带边框的照片标注
▼▼▼
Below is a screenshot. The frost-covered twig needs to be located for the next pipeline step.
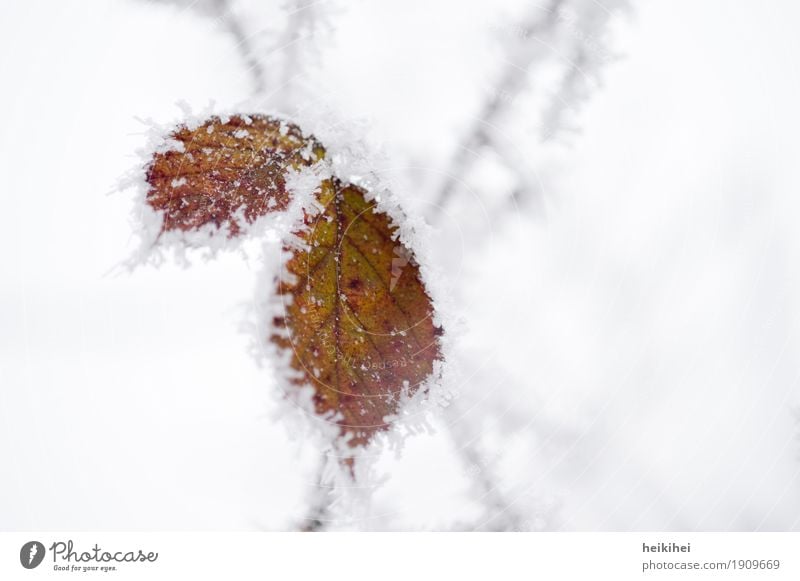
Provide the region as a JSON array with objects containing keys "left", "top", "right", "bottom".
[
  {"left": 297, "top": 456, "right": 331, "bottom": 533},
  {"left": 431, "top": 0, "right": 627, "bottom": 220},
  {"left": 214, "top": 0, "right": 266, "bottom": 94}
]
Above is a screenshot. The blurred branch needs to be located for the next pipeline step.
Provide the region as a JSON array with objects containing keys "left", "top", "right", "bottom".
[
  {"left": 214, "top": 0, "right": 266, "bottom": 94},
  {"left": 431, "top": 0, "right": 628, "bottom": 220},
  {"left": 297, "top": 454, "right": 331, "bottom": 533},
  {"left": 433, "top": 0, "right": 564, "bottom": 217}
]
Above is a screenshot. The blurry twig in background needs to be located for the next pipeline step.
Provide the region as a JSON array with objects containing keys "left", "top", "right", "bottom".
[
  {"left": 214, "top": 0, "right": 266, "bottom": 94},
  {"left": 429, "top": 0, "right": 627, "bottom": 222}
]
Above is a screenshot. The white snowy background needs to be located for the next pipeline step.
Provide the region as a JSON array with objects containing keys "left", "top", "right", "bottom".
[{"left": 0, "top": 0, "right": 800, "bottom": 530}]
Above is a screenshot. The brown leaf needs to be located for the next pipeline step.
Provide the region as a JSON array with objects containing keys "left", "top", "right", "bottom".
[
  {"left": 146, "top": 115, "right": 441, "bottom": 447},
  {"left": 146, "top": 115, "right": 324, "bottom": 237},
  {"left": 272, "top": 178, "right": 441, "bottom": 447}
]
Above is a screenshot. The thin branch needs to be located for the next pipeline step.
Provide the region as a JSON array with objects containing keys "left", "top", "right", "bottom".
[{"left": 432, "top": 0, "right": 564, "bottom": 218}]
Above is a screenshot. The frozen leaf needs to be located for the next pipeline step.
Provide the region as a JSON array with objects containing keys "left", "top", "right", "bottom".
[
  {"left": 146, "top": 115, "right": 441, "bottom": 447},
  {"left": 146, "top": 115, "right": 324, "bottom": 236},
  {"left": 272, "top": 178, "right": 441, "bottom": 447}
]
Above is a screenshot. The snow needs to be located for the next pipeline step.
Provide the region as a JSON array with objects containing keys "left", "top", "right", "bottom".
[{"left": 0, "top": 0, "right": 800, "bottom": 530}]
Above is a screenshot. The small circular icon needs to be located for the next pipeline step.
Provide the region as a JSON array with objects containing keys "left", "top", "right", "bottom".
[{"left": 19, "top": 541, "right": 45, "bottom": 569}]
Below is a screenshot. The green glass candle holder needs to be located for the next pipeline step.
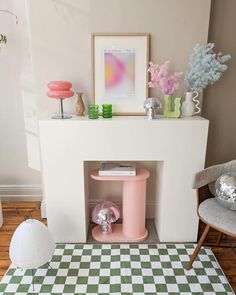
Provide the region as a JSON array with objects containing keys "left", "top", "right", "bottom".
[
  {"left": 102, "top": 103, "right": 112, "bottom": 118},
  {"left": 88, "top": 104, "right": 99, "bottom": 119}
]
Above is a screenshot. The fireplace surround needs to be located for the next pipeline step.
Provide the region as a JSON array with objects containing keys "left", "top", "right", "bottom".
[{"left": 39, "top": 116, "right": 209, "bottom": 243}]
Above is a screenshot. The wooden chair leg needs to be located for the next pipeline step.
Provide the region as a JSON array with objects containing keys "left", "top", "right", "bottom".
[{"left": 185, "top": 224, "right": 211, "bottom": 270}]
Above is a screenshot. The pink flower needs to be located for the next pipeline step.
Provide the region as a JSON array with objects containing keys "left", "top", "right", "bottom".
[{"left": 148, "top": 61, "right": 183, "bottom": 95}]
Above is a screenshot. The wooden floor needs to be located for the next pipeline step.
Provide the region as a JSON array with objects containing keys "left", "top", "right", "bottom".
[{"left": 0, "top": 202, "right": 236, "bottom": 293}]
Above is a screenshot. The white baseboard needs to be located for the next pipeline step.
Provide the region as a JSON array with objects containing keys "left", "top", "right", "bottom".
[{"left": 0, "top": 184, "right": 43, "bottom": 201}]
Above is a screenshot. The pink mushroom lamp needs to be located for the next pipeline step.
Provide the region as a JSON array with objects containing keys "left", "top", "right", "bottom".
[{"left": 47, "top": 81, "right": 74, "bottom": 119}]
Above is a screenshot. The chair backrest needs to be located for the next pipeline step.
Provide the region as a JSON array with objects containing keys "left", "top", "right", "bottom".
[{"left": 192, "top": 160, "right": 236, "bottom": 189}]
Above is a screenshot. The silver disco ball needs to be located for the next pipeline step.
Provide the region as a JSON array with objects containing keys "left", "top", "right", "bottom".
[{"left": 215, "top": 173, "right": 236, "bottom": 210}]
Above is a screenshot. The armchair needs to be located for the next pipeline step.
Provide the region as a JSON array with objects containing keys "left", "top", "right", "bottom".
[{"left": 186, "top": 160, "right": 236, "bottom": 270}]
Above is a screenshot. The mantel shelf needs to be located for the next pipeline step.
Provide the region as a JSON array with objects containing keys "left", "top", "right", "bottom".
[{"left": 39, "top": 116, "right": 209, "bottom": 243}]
▲▲▲
▼▼▼
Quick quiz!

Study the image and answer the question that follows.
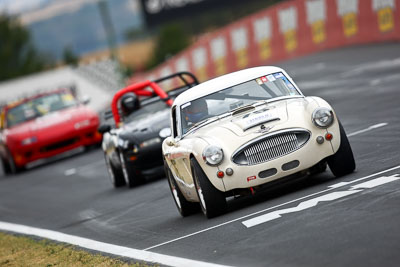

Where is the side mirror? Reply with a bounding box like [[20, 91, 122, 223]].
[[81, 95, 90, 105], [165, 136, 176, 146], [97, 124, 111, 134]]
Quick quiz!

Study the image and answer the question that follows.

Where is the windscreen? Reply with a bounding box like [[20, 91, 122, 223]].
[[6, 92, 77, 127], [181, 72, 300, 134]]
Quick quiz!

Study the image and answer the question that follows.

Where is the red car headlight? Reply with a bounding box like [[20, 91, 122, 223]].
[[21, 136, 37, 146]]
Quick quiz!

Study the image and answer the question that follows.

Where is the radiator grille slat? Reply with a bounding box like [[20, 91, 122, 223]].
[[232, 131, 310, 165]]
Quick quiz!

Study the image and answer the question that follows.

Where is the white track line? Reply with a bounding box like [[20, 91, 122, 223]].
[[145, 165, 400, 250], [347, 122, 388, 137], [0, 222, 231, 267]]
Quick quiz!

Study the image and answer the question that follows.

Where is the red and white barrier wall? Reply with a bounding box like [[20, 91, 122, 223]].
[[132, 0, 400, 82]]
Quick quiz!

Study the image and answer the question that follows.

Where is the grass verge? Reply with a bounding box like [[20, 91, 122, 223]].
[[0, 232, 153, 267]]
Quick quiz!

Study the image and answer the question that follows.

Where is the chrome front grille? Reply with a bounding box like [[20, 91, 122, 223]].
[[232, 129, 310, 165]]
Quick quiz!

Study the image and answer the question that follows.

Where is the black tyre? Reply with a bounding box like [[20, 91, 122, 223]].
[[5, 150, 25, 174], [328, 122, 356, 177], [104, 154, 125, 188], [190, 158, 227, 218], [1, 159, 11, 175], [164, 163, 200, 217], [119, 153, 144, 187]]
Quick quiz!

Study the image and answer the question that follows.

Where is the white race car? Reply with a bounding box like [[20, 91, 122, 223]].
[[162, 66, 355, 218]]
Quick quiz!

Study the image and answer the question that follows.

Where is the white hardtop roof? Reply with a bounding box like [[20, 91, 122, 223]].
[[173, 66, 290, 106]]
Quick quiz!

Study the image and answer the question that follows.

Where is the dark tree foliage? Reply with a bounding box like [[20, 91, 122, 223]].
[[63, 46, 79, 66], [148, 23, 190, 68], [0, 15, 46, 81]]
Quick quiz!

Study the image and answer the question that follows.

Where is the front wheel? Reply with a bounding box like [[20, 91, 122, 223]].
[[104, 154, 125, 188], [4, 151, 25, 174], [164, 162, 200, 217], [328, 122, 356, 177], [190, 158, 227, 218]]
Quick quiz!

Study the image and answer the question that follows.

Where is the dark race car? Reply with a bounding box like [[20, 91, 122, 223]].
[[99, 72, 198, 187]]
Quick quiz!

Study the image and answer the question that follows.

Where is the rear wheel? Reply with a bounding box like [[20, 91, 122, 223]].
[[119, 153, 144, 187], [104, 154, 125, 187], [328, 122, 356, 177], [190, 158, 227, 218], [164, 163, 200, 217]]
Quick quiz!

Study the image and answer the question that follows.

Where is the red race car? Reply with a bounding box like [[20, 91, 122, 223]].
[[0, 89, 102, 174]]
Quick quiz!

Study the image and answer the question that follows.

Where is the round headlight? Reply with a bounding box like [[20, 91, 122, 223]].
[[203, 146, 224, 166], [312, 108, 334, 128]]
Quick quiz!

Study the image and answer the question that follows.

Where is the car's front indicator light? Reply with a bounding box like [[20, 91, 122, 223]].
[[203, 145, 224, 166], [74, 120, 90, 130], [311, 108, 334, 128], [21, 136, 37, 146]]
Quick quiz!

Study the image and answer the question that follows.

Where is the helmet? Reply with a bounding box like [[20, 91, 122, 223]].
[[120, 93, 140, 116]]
▲▲▲
▸ 输出内容: 返回上述记录中所有含有字符串“branch”的行，匹配时区分大小写。

▸ 本题答案:
Above is a screenshot. The blurred branch needs to be located for the next pipeline step.
Above is a screenshot. The thin branch needs to be located for the next pipeline step.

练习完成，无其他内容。